--- start of Records to process ---

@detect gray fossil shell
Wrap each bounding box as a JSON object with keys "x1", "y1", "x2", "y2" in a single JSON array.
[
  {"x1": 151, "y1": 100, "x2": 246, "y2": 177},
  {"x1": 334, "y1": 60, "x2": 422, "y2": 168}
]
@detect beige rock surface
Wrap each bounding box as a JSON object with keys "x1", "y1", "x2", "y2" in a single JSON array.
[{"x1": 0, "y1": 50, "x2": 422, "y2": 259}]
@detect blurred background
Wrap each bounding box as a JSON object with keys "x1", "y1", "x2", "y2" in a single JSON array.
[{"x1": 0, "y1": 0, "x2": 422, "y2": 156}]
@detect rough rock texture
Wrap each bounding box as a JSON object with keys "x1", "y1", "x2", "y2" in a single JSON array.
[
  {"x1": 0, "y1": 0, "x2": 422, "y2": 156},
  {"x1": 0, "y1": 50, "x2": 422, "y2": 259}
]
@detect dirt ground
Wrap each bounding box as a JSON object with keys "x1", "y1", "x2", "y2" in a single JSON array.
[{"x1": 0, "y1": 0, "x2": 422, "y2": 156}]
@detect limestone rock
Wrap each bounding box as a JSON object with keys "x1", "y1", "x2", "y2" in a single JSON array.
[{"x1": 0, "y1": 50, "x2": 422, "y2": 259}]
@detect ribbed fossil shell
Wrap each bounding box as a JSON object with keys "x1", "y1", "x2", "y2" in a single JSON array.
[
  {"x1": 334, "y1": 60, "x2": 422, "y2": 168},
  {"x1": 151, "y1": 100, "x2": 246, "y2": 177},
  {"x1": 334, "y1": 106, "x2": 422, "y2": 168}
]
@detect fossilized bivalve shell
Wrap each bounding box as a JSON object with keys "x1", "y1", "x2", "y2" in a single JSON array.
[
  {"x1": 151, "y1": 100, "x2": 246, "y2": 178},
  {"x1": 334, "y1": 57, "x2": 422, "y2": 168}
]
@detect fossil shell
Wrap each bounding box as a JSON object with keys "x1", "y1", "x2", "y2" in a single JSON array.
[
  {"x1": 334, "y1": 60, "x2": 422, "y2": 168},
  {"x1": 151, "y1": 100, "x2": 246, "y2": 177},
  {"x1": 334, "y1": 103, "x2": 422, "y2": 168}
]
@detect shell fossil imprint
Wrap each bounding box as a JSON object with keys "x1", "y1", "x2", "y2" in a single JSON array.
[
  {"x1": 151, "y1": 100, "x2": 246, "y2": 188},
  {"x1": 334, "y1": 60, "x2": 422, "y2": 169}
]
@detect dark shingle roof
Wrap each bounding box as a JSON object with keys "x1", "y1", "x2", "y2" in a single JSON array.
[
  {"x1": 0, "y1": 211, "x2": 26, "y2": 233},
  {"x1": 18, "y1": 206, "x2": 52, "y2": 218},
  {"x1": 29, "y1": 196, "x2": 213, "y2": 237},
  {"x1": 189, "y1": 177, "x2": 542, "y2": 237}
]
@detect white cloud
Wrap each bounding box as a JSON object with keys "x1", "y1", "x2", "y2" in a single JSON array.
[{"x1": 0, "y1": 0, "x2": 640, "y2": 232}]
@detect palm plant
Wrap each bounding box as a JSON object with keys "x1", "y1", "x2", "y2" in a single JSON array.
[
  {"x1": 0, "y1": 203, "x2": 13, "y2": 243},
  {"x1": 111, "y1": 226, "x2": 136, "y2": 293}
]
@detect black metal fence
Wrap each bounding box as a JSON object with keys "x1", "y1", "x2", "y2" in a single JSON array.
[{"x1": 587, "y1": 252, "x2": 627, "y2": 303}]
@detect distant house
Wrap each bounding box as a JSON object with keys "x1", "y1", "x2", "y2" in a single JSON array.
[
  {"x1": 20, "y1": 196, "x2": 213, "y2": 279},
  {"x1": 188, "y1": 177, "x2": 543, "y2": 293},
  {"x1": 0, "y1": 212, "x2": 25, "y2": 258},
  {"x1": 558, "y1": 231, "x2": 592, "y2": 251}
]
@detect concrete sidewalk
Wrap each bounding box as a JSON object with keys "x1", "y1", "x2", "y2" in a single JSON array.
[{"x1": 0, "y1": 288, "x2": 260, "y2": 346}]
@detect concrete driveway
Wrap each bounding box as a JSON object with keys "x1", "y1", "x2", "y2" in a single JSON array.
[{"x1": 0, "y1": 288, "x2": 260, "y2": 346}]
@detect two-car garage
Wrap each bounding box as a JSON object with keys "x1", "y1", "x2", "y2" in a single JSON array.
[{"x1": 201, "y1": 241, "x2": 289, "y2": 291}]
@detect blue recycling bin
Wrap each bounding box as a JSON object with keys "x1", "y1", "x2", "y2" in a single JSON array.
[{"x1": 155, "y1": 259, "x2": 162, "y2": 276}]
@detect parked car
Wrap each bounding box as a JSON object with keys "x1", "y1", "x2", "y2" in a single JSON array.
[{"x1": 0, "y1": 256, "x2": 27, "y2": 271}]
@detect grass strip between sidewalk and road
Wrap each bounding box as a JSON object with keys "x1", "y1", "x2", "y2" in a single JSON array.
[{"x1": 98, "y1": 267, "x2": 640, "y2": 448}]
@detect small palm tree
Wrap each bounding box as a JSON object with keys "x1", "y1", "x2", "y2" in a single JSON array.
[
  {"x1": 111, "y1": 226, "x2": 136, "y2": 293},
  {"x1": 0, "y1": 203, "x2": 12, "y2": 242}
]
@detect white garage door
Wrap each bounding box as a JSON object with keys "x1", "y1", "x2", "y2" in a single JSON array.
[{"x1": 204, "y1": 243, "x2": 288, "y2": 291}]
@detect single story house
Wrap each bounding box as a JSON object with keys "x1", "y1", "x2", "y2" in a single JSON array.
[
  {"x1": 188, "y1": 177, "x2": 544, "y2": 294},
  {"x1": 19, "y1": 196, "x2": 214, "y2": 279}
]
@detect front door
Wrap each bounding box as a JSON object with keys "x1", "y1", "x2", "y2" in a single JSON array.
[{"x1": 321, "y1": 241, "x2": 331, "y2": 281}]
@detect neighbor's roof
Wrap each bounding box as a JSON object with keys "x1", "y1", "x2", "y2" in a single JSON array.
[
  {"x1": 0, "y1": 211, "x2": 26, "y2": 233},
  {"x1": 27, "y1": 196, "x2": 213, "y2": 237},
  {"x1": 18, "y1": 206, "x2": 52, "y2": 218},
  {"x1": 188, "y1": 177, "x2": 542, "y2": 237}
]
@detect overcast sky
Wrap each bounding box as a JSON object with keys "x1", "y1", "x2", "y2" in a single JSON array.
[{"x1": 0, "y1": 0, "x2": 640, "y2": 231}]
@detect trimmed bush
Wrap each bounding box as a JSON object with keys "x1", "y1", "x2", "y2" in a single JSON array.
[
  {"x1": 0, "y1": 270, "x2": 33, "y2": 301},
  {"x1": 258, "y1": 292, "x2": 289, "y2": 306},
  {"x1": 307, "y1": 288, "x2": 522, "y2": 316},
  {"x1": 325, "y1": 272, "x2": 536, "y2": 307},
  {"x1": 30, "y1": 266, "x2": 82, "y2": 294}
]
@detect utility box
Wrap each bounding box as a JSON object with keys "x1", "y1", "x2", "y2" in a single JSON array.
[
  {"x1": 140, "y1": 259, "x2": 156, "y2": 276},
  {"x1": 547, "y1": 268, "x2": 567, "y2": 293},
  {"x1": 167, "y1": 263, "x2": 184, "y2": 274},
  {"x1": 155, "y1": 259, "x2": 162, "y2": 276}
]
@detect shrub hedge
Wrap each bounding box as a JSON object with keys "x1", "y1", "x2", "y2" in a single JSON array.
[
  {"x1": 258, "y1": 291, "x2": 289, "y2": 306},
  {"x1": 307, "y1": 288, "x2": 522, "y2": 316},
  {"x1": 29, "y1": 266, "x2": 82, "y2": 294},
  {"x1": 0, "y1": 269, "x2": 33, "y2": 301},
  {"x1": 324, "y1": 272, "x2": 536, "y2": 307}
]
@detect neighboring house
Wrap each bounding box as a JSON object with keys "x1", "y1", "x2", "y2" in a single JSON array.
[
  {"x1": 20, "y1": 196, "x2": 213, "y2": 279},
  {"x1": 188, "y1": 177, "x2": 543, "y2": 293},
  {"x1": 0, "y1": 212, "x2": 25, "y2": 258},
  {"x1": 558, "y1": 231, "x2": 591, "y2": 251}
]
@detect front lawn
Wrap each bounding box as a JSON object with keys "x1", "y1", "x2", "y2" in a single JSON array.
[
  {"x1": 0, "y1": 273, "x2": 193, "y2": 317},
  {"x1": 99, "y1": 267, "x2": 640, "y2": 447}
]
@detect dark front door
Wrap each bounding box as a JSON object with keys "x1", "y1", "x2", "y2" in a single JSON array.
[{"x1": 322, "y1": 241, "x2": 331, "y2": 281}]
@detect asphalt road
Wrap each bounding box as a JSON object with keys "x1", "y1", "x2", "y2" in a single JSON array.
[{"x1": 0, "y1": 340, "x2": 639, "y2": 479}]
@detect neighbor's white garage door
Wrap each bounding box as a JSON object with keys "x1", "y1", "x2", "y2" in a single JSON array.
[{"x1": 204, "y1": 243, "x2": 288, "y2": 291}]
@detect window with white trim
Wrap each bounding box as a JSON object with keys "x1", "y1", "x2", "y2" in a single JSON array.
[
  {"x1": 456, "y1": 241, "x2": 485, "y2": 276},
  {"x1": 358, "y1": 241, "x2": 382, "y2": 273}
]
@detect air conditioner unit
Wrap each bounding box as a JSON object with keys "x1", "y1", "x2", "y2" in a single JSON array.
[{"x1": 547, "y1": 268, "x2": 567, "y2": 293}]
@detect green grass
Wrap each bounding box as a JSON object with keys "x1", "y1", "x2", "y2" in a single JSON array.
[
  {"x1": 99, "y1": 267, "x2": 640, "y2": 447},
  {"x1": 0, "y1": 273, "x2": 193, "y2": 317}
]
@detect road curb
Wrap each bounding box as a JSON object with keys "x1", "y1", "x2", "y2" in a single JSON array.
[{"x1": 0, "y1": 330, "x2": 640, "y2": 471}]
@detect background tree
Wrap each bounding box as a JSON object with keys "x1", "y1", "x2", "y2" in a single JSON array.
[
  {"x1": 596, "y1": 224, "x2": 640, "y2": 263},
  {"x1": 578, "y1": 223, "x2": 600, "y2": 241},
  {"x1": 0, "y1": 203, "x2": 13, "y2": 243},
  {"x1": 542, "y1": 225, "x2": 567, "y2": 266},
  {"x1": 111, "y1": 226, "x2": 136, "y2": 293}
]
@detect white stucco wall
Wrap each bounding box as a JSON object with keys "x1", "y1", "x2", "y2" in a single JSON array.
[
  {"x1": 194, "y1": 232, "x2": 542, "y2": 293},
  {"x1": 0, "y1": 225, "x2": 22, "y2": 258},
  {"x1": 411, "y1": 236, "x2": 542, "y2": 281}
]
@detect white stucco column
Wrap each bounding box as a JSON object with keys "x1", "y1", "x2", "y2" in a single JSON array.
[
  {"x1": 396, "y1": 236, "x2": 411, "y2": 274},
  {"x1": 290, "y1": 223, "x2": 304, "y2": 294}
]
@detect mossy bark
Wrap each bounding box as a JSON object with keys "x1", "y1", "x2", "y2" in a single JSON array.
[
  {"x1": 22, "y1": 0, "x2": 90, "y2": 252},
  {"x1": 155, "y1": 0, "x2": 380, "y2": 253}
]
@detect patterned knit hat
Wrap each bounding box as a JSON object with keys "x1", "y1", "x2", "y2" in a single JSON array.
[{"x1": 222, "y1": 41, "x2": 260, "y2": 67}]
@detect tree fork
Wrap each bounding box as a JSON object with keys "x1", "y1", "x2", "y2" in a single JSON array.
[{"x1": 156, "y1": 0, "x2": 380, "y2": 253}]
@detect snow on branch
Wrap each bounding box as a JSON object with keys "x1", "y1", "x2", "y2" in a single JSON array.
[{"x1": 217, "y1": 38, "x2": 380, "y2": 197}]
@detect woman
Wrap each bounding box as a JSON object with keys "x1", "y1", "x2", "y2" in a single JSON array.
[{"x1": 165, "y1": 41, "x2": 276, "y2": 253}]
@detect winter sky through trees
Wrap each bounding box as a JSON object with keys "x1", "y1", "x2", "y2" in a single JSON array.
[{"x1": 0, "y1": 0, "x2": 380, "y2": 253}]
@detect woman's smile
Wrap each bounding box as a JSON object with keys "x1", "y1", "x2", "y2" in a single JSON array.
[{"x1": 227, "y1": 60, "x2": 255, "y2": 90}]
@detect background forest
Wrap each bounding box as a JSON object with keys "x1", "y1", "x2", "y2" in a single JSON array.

--- end of Records to process ---

> Written request
Identify every line in the stored entries above that contains the string "grass", and copy each one. Case counts.

> Written reply
@detect grass strip between sidewalk and road
@detect green grass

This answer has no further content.